▸ PROBLEM STATEMENT
Could you restate the data below word for word, without its pictures?

____________

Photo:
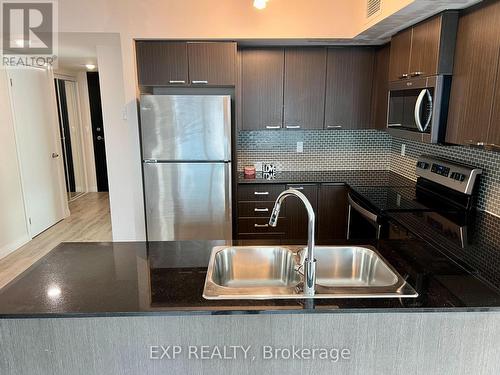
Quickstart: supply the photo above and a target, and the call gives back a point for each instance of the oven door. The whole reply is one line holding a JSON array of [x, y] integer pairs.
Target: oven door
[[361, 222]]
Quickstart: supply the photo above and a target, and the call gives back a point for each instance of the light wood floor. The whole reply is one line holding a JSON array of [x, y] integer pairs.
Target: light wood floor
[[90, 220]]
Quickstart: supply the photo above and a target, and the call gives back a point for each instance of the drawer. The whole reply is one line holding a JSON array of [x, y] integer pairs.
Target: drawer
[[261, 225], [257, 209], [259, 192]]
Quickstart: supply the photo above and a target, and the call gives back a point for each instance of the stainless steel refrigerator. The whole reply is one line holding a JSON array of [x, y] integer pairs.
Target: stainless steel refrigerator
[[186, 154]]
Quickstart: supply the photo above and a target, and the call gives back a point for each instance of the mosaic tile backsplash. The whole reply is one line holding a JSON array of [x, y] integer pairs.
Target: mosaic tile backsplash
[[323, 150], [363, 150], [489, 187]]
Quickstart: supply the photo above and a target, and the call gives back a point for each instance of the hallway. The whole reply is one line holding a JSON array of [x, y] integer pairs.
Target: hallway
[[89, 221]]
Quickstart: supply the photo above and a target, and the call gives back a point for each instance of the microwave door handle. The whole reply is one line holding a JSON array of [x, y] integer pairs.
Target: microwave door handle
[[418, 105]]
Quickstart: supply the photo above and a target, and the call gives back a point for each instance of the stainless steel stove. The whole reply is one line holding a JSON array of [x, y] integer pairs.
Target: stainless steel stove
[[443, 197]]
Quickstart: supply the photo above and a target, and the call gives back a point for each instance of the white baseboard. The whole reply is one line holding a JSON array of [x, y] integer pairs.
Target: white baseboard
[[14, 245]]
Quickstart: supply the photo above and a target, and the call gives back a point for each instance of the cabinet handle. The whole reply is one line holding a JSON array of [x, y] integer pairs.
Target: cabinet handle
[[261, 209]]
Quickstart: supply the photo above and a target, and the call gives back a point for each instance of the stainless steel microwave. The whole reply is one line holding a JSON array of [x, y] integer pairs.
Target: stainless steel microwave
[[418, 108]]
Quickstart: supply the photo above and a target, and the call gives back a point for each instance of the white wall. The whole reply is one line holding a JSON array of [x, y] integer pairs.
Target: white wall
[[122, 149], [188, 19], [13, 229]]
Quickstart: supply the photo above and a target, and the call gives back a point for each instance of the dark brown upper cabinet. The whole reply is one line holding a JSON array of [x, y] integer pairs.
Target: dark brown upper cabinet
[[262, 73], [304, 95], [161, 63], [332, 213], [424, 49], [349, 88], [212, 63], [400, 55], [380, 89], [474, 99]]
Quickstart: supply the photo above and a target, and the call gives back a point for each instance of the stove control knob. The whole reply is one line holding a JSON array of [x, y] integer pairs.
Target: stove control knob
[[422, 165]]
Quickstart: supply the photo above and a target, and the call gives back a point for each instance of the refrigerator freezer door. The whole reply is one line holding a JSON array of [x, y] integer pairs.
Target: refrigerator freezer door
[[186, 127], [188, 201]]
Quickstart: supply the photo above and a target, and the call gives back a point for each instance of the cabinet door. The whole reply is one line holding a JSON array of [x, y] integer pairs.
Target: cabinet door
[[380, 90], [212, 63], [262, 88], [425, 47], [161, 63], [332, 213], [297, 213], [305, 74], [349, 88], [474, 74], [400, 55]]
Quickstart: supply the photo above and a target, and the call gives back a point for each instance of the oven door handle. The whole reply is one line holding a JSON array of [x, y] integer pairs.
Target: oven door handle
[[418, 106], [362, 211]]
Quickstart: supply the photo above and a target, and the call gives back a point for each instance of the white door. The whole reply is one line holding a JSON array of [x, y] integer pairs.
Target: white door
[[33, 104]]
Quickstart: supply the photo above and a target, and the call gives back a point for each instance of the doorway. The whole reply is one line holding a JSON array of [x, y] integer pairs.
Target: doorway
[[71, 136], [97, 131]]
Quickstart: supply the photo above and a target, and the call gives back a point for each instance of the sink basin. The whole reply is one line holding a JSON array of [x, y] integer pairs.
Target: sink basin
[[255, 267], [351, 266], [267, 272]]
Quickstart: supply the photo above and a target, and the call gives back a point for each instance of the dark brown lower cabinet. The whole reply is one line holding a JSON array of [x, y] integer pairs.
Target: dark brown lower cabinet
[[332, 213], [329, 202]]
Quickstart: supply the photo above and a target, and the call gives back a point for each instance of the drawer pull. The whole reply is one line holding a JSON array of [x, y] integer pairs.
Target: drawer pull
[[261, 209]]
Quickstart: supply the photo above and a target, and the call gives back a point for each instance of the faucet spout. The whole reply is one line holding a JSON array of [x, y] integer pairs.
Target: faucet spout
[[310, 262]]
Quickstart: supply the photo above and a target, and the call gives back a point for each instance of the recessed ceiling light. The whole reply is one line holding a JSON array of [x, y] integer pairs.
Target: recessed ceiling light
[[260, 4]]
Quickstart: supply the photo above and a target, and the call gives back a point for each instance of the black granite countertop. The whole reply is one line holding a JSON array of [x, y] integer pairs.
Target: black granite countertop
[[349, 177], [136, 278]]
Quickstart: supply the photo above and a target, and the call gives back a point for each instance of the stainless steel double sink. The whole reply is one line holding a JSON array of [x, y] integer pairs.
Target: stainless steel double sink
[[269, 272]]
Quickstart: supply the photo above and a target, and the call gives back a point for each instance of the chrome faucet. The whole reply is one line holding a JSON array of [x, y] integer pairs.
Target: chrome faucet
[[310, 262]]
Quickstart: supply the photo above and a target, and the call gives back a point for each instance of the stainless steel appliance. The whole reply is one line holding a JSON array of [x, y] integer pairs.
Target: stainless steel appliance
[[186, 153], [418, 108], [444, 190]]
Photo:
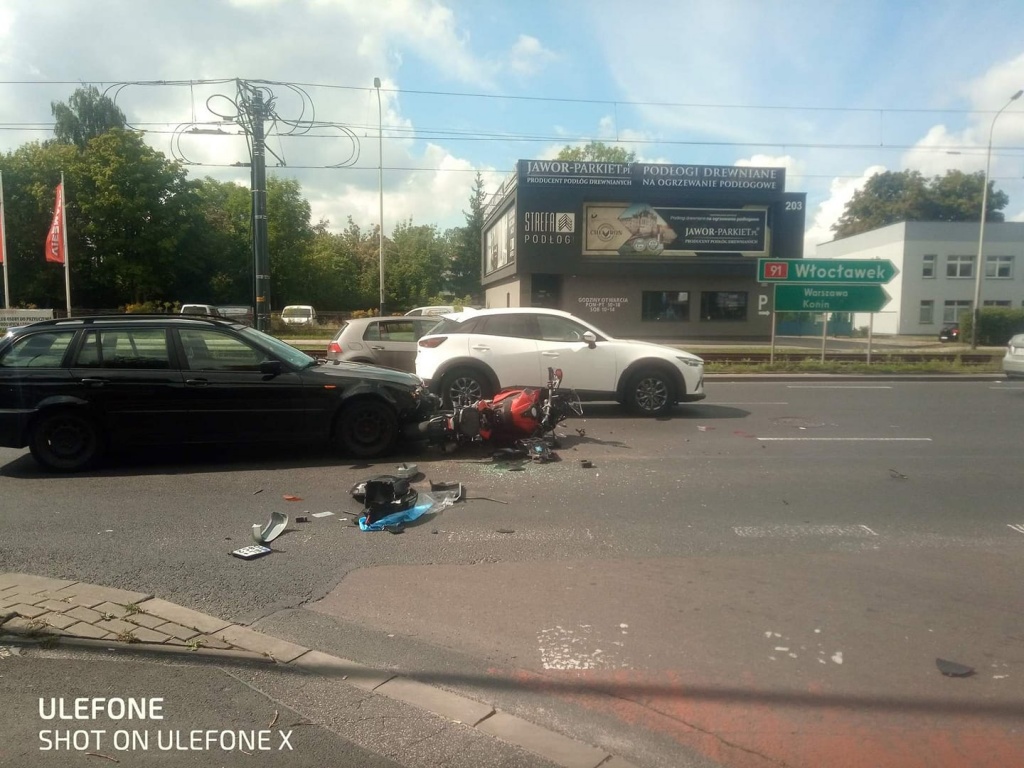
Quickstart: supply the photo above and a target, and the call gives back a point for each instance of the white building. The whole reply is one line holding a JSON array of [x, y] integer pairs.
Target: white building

____________

▸ YOUR RESPONSE
Photo:
Quickstart: supply the photo above and a target, and the call gives back a point for each instance of the oven door. The whole reply is one line holding a JSON array of [x, y] integer pairs.
Target: oven door
[[361, 222]]
Quickstart: supply the photo above and a target, and the call gives back a point for each instance of the light wood floor. The whole reply is one line holding a JSON array of [x, y] integer pairs.
Target: light wood floor
[[90, 220]]
Quickstart: supply the photo above and a target, and the call gives back a point for each instance of the drawer. The whole reply is one line holding a JSON array of [x, y] integer pairs.
Target: drawer
[[261, 225], [257, 209], [259, 192]]
Quickstart: supply the photo above and a target, and the call gives back a point for each instance of the stainless steel refrigerator. The whole reply is one line holding a JSON array of [x, y] integer pairs.
Target: stainless steel refrigerator
[[186, 154]]
Quickstart: supply the photo above and a target, and the call gives back a point for each instance of the mosaic tile backsplash. The whole reply is one line holding a JSON array of [x, y] integer pairs.
Target: mosaic tile backsplash
[[323, 150], [363, 150], [489, 187]]
Quickstart: supply the photo above and a target, and the call gives back a point for each instance of the hallway. The whole reply is one line holding a JSON array of [x, y] integer pairs.
Target: hallway
[[89, 221]]
Quickstart: supply the photo above and a target, and the call gives back a point for each instance of the microwave door handle. The whole reply is one line holding a JSON array of [x, y] integer pairs.
Target: microwave door handle
[[418, 105]]
Quickstart: supply the photo above and a target, and the call gives back a point for each instance of the stainless steel stove. The whole reply is one line holding a JSON array of [x, y] integer pairs.
Target: stainless steel stove
[[443, 197]]
Quickstart: supply the photo above and a target, and the call gives back a point for each instance of the white baseboard. The whole reply is one line holding a JSON array of [x, y] integer pairs.
Target: white baseboard
[[14, 245]]
Quickstart: supply the photo above and a target, and the call gives back a point for each instance of the cabinet handle. The whole reply is one line holding a JSON array of [x, y] integer pairs.
Target: cabinet handle
[[261, 209]]
Quickstart: supply the photo above and a target, and the call gives back a point for each instance of the stainless steel microwave. The whole reply is one line holding a JSON array of [x, y] integer pairs.
Target: stainless steel microwave
[[418, 108]]
Quickstart: supply the photo above and a target, and the call gives back a point for each instance of the white wall. The whole reply is one line holding a JSON array of [x, y] integer pairs.
Target: white wall
[[122, 149], [188, 19], [13, 229]]
Quickstart: supply the photo above and a target, and the call gives back a point for each instance of the dark brown upper cabinet. The whole reply is one line holding a JSON array of [x, y] integer pairs.
Target: dark brown upper cabinet
[[262, 73], [304, 95], [161, 63], [332, 213], [424, 49], [349, 88], [212, 63], [400, 55], [380, 89], [474, 99]]
Quickstart: supply the photo above and a target, and the call gives back a point for each instance of the stove control knob. The whole reply is one line holding a JSON array of [x, y] integer pairs.
Target: stove control knob
[[422, 165]]
Quickstart: supply the photo above and a target, and the call gives back a point for each instance of the refrigerator freezer door. The whole reply is one line holding a JSON array of [x, y] integer pairs.
Target: refrigerator freezer door
[[186, 127], [188, 201]]
Quickstart: supply the photo above and a target, and the call gives back a point for each instance of the cabinet door. The whole reply is one line holding a JSON array of [x, y] integer pairs.
Target: cabinet door
[[380, 90], [212, 63], [262, 88], [425, 47], [161, 63], [332, 213], [297, 213], [305, 74], [349, 88], [474, 74], [400, 55]]
Quickstart: supply the photo above and a target, and the call gives back a point for each instance of the oven door handle. The whole reply is one line holding a JSON array of [x, y] integer pairs.
Target: oven door handle
[[418, 106], [362, 211]]
Quickstart: supply the photo above and a target, and the call gives back a point for each instance of the white door. The whole reply is one line holding a JSON array of [x, y] integer pairs.
Target: white door
[[33, 104]]
Quickstart: supply the photo above and a target, and the call gives back a point for each instance of the doorway. The whole reply is one line holding a JSON array of [x, y] integer pairs.
Target: doorway
[[71, 136], [97, 131]]
Quickstart: supply the photo above and a target, and the call gives back a point for each instance of the sink basin. The whole reply is one line holding a JSON array of [x, y] integer pairs.
Target: sink basin
[[255, 267], [351, 266], [267, 272]]
Quickstart: supply the photo above and a target, and the call gives back a point for each instance of the dark brown lower cabinet. The whole reply is one line holding a JSON array of [x, y] integer pairs.
Target: dark brown lower cabinet
[[332, 213], [329, 202]]
Quickstart: supply the photo above and a target, and the call gives back a point for each instance of the drawer pull. The whole reply is one line holding a JSON array of [x, y] integer pairs.
Target: drawer pull
[[261, 209]]
Quickstart: supply the photo above and a target, and the call gives back a point for each instance of the faucet spout. The whole reply is one line holding a JSON array of [x, y] integer pairs.
Target: faucet spout
[[310, 262]]
Quickstart: supply the photo above and a target, and the call gives back a point for each instance of the recessed ceiling light. The whole reply is one line holding a JSON array of [x, y] integer pairs.
Target: recessed ceiling light
[[260, 4]]
Quickstart: supply the photo above and a target, and the call gives back a point for each instance of the black granite countertop. The whole reply is one line holding a JSON array of [x, y] integer pairs.
Target: black granite countertop
[[349, 177], [136, 278]]
Quickstart: supply the photo above and a target, and the call gives back a point for each instance of the stainless steel double sink. The whole reply is one line holding a JSON array of [x, y] integer pairs.
Target: stainless steel double sink
[[269, 272]]
Quickstart: supply the photo above and a target, and the call gives back a point for each instance of the chrome faucet. The whole reply is one line holding a JSON array of [x, y] integer pairs.
Target: chrome faucet
[[310, 262]]
Quickstart: supply the photo above and a target, and the call gives back a point for each instance of the stainless steel appliance. The whole reply is one line holding a JSON array of [x, y] integer pairs.
Target: stainless steel appliance
[[186, 153], [418, 108], [444, 190]]
Photo:
Quickstart: supply the photo above and a target, and the call gives back a point for each instance of the white building. The whole reply is one line holding a JSON array of [x, y] integer pairs.
Target: white building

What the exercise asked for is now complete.